■ **Data for processing**:

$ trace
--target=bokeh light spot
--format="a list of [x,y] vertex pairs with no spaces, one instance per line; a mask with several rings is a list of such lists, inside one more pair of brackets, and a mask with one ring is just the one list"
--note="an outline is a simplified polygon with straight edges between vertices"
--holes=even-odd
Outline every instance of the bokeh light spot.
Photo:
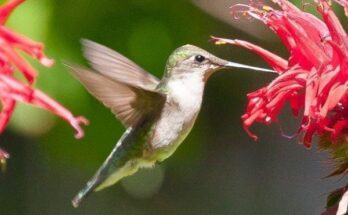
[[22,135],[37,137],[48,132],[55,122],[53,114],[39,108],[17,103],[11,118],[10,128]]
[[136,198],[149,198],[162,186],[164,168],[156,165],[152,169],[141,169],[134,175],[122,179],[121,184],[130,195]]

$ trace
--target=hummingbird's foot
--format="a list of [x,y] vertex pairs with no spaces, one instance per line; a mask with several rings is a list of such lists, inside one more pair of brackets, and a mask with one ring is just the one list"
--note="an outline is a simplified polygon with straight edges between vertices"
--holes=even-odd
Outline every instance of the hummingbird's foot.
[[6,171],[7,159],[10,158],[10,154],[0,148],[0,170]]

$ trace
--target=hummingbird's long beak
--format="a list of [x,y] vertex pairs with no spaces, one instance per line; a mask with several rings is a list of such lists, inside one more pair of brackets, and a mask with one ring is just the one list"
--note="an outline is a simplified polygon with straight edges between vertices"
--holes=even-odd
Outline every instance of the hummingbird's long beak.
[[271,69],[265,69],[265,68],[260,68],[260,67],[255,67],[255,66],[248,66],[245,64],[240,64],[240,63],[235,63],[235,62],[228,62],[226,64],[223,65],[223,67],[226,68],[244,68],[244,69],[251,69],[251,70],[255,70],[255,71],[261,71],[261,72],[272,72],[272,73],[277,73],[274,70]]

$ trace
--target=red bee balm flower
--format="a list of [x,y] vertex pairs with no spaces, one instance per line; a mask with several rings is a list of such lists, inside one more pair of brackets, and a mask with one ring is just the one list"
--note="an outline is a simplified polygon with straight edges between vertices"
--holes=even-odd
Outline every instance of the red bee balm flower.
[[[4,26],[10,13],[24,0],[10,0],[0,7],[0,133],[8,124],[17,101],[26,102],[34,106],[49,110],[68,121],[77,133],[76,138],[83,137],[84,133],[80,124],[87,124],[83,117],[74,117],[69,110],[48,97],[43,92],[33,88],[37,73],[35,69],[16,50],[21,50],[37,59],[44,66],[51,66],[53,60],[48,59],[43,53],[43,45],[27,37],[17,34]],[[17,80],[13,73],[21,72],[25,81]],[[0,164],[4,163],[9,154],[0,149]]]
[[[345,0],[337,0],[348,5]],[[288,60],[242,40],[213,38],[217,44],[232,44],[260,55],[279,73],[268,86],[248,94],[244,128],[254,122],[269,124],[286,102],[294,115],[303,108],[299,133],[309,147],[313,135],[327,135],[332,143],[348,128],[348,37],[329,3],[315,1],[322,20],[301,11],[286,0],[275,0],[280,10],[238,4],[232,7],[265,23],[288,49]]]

■ **Required action**: Line count for the string "light": tally the lines of the records above that contain it and give only the result.

■ **Task output**: 2